Labeled-object pointing lines

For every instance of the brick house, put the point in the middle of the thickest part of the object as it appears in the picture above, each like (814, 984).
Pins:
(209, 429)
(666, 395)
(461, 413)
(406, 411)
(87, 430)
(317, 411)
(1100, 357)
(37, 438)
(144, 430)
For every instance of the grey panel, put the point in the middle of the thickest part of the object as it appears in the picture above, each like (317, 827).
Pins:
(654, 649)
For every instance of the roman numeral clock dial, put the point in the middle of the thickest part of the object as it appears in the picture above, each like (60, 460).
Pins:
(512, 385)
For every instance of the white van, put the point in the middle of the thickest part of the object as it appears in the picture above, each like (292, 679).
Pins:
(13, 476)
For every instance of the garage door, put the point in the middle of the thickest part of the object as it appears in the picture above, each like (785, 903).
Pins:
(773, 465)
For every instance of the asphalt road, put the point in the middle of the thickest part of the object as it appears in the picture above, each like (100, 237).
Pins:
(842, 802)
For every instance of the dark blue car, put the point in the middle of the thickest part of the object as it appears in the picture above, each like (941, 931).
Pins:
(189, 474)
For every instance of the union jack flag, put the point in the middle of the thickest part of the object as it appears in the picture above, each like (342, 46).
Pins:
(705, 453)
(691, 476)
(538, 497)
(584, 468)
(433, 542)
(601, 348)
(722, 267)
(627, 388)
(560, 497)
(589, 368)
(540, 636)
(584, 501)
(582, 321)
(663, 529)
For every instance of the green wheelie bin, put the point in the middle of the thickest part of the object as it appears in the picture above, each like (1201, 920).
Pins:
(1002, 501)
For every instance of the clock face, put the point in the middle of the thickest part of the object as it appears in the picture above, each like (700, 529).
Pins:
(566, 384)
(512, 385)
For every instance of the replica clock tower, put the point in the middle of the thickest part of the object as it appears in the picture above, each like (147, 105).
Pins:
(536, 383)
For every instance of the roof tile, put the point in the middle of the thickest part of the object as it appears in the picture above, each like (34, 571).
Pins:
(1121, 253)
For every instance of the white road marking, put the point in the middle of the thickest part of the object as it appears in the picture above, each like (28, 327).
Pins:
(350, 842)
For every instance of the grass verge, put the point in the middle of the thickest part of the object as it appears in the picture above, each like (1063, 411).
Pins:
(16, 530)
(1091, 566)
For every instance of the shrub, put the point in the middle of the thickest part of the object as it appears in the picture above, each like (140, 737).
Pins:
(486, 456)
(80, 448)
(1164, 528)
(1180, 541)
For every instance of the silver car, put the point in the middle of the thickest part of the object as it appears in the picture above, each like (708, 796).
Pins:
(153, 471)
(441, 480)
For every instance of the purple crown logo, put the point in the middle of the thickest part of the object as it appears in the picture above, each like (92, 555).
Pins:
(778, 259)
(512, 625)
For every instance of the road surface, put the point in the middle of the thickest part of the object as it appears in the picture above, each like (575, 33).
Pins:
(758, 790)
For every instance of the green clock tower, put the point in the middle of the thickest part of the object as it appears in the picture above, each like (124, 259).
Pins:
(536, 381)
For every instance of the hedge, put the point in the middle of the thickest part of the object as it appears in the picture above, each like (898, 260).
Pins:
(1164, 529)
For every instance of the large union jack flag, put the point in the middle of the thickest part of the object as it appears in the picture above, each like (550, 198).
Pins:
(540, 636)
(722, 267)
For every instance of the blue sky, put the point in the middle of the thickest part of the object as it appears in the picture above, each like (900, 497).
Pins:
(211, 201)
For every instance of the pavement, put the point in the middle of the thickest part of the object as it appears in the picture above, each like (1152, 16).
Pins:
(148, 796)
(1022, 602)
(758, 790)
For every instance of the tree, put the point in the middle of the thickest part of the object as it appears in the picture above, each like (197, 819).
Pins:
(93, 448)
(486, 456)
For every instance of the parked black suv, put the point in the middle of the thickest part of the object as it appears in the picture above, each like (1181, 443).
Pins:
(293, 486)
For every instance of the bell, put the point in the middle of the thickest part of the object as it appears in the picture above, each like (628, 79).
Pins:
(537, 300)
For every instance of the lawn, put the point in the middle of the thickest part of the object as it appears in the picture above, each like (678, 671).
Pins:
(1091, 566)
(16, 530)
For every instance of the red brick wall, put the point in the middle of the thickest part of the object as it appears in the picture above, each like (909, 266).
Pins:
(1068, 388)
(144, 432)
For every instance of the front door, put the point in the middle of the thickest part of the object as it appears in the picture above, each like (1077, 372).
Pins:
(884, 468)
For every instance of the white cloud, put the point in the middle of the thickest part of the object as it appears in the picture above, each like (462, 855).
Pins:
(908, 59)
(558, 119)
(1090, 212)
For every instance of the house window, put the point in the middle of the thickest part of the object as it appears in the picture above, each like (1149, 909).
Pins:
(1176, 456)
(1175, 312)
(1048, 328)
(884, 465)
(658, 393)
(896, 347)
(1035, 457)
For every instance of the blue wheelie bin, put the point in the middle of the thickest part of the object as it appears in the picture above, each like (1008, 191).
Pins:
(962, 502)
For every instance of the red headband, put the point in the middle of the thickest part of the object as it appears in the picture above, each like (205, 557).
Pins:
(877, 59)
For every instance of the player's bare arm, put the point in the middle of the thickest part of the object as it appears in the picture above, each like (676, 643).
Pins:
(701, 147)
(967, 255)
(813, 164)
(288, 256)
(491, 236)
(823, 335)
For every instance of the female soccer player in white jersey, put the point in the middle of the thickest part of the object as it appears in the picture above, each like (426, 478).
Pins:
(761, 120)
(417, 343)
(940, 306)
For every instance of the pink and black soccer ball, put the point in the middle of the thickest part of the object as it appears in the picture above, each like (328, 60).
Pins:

■ The problem
Copy out again, word for word, the stretch of lines from the one containing "For every instance of the house" through the last line above, including both ends.

■ Exercise output
For every instance of the house window, put the point in the middle of the thickest part of the object as it appears in the picture above, each like (1149, 909).
Pins:
(1176, 456)
(1175, 312)
(1048, 328)
(884, 465)
(658, 393)
(896, 347)
(1035, 457)
For every instance of the blue wheelie bin, put the point in the middle of the thickest part of the object as it appears in the picture above, each like (1008, 191).
Pins:
(962, 502)
For every instance of the red headband, put the point in the middle of the thickest part of the object as it appears in the picture above, each like (205, 557).
Pins:
(877, 59)
For every instance of the player's bare arm, put the point in the middle of the thickest part of the object as it appears in the picture above, each like (676, 643).
Pins:
(701, 147)
(967, 255)
(813, 164)
(288, 256)
(491, 236)
(823, 335)
For every instance of the female soccer player in white jersey, put the point in the middle of the thickest part of the object as it appears in the picture above, each like (426, 478).
Pins:
(761, 120)
(417, 343)
(940, 306)
For every instance of the pink and black soccer ball, put the point in the middle of the thickest part of the object as it appears in the picture above, each like (328, 60).
Pins:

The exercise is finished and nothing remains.